• Task to carry out:
Rewrite the listing below with every "pixel coordinates" replaced by "image coordinates", keeping all other text the same.

• Extracted data:
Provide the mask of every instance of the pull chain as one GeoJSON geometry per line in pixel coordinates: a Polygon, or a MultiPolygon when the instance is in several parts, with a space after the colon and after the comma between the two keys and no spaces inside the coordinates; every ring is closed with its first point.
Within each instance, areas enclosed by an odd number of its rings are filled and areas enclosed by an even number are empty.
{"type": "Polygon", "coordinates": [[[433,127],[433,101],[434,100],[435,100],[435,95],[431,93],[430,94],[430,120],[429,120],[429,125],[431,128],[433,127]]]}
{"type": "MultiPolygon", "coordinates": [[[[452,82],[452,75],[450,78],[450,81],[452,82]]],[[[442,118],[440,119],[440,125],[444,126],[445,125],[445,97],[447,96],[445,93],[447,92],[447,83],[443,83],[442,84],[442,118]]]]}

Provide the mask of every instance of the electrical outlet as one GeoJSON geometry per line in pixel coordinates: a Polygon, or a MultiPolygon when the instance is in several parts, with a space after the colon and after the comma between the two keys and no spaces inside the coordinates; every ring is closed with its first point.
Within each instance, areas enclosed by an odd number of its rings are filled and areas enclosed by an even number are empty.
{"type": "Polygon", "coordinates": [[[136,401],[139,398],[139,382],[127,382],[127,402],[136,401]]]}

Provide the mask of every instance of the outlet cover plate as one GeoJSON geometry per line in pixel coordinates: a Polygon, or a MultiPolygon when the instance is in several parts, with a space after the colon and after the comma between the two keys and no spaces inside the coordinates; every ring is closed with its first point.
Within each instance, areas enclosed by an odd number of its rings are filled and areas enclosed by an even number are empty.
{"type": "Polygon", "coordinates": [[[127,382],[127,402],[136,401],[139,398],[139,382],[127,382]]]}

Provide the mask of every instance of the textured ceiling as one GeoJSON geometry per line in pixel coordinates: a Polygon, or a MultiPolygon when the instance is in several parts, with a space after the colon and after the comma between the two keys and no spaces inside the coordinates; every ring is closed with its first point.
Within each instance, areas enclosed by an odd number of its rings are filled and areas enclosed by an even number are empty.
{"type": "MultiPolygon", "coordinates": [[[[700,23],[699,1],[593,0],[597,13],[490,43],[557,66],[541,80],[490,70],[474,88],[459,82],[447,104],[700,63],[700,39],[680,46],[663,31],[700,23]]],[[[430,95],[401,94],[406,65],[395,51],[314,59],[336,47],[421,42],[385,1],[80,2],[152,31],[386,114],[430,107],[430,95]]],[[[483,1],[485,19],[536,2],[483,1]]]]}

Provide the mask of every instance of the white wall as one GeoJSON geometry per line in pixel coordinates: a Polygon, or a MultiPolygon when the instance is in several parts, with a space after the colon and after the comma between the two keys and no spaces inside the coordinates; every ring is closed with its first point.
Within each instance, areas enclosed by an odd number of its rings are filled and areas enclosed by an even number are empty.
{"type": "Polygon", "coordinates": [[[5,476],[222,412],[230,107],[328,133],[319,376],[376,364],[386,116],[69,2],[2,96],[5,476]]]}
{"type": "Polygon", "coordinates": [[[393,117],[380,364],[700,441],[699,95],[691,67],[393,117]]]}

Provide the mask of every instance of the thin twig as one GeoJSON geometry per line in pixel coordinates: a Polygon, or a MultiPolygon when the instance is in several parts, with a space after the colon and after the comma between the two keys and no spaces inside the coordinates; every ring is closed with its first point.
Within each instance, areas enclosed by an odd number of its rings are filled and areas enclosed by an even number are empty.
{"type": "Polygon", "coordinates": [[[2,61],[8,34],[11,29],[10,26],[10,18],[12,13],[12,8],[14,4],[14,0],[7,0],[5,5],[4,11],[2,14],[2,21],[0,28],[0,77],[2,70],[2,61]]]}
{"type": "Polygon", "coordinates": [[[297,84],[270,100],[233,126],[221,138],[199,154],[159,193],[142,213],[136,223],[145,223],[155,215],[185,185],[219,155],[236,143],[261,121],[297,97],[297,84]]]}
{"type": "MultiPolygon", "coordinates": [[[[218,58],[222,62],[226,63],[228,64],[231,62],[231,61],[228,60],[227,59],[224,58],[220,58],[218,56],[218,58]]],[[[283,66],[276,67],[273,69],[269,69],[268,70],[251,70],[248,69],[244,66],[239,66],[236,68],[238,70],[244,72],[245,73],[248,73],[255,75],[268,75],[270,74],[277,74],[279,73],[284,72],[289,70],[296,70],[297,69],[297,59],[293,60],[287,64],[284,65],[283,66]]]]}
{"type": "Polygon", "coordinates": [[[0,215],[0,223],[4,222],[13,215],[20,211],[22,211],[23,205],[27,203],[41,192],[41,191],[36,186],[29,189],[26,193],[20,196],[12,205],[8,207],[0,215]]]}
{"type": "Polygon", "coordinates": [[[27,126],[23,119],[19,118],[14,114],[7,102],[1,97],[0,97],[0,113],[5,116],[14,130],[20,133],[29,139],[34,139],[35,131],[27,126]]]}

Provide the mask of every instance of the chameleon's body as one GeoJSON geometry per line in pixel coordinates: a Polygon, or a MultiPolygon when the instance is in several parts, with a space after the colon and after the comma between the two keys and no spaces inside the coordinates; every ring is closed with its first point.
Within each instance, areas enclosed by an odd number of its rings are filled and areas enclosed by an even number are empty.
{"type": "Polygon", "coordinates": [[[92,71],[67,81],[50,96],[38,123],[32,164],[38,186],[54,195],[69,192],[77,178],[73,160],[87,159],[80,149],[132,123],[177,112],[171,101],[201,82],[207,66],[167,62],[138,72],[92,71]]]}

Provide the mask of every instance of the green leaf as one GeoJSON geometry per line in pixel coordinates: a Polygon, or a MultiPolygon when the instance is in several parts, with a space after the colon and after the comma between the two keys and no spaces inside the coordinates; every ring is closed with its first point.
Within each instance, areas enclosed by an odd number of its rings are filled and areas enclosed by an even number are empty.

• Solution for this exercise:
Provide the mask of every instance of the pull chain as one GeoJSON geometry per line in image coordinates: a Polygon, or a MultiPolygon when the instance is in several parts, with a space after the colon and after the comma between the two keys and no spaces inside the coordinates; every ring is closed with its first point.
Within each instance, areas enclosed by an odd number of its rings are filled and areas enclosed by an even number are empty.
{"type": "Polygon", "coordinates": [[[433,127],[433,101],[434,100],[435,100],[435,95],[431,93],[430,94],[430,120],[429,120],[429,125],[431,128],[433,127]]]}
{"type": "MultiPolygon", "coordinates": [[[[452,82],[452,75],[450,78],[450,81],[452,82]]],[[[442,118],[440,119],[440,125],[444,126],[445,125],[445,97],[447,96],[445,93],[447,92],[447,83],[443,83],[442,84],[442,118]]]]}

Provide the mask of every instance of the electrical outlet as one GeoJSON geometry per line in image coordinates: a Polygon, or a MultiPolygon when the instance is in several parts, with a space after the colon and after the comma between the two keys and no spaces inside the coordinates; every ring is closed with its first point.
Within each instance, areas enclosed by an odd number of its rings are filled and areas enclosed by an even number are empty.
{"type": "Polygon", "coordinates": [[[136,401],[139,398],[139,382],[127,382],[127,402],[136,401]]]}

Provide the mask of every instance of the outlet cover plate as one GeoJSON geometry per line in image coordinates: a Polygon, or a MultiPolygon when the instance is in several parts, with a space after the colon and after the comma between the two keys and no spaces inside the coordinates; every ring is closed with its first point.
Within each instance, areas enclosed by an odd number of its rings are filled and areas enclosed by an even number are empty.
{"type": "Polygon", "coordinates": [[[127,382],[127,402],[136,401],[139,398],[139,382],[127,382]]]}

Provide the mask of every instance of the textured ceiling as one GeoJSON geometry per line in image coordinates: a Polygon, or a MultiPolygon when the instance is in several parts, with a space after the colon and after the comma between the two keys and no spaces inside the coordinates; every ring is closed with its first point.
Within each instance, areas enclosed by an odd number of its rings are filled and areas enclosed by an even number are empty.
{"type": "MultiPolygon", "coordinates": [[[[700,23],[699,1],[593,0],[597,13],[490,43],[557,66],[541,80],[490,70],[474,88],[459,82],[447,104],[700,63],[700,39],[680,46],[663,31],[700,23]]],[[[430,95],[401,94],[406,65],[395,51],[314,59],[336,47],[421,42],[385,1],[80,2],[152,31],[386,114],[430,107],[430,95]]],[[[483,1],[485,19],[536,2],[483,1]]]]}

Provide the mask of every instance of the white wall as one GeoJSON geometry per line in image coordinates: a Polygon, or a MultiPolygon when the instance is in several parts, with a space after the colon and after the comma between the two keys and no spaces inside the coordinates; every ring is closed with its first point.
Within each instance, areas enclosed by an odd number of its rings are filled and areas enclosed by an even number are empty.
{"type": "Polygon", "coordinates": [[[5,476],[222,412],[230,107],[328,133],[319,376],[376,364],[386,116],[69,2],[2,96],[5,476]]]}
{"type": "Polygon", "coordinates": [[[393,117],[380,364],[700,441],[699,95],[691,67],[393,117]]]}

Provide the mask of every instance of the thin twig as one GeoJSON geometry per line in image coordinates: a Polygon, or a MultiPolygon when the instance is in several parts, with a space after the colon and after the comma between the two keys and no spaces inside the coordinates; every ring is closed with its first point.
Within each instance, areas enclosed by an odd number of its rings are filled and areas enclosed by an even number are empty.
{"type": "Polygon", "coordinates": [[[2,61],[8,34],[11,29],[10,26],[10,18],[12,13],[12,8],[14,4],[14,0],[7,0],[5,5],[4,11],[2,14],[2,21],[0,28],[0,77],[2,70],[2,61]]]}
{"type": "Polygon", "coordinates": [[[297,84],[270,100],[233,126],[221,138],[199,154],[159,193],[142,213],[136,223],[145,223],[155,215],[185,185],[219,155],[236,143],[261,121],[297,97],[297,84]]]}
{"type": "MultiPolygon", "coordinates": [[[[218,58],[222,62],[226,63],[228,64],[231,62],[231,61],[228,60],[227,59],[224,58],[220,58],[218,56],[218,58]]],[[[283,66],[276,67],[273,69],[269,69],[268,70],[251,70],[248,69],[244,66],[239,66],[236,68],[238,70],[244,72],[245,73],[248,73],[255,75],[268,75],[270,74],[277,74],[279,73],[284,72],[289,70],[296,70],[297,69],[297,59],[293,60],[287,64],[284,65],[283,66]]]]}
{"type": "Polygon", "coordinates": [[[0,215],[0,223],[4,222],[13,215],[20,211],[22,211],[23,205],[27,203],[41,192],[41,191],[36,186],[29,189],[26,193],[20,196],[12,205],[8,207],[0,215]]]}
{"type": "Polygon", "coordinates": [[[27,126],[23,119],[19,118],[14,114],[7,102],[1,97],[0,97],[0,113],[5,116],[14,130],[20,133],[29,139],[34,139],[35,131],[27,126]]]}

Provide the mask of every instance of the chameleon's body as one GeoJSON geometry per line in image coordinates: a Polygon, or a MultiPolygon when the instance is in several parts, with a space after the colon and after the comma between the two keys and no spaces inside the coordinates; every ring is closed with its first point.
Within each instance, areas enclosed by an odd number of its rings are filled and areas enclosed by an even number are empty.
{"type": "Polygon", "coordinates": [[[92,71],[67,81],[50,96],[38,123],[32,164],[38,186],[54,195],[69,192],[77,178],[73,160],[87,159],[80,149],[132,123],[177,112],[171,101],[201,82],[207,66],[167,62],[138,72],[92,71]]]}

Provide the mask of every instance of the green leaf as one GeoJSON geometry per line in image coordinates: a Polygon, or a MultiPolygon when the instance is in several parts, with a space after the colon and after the comma between the two keys and no spaces inside the coordinates; every ring is closed with its first point.
Within each instance, areas enclosed by an odd number of its rings are filled and areas enclosed by an even number are empty.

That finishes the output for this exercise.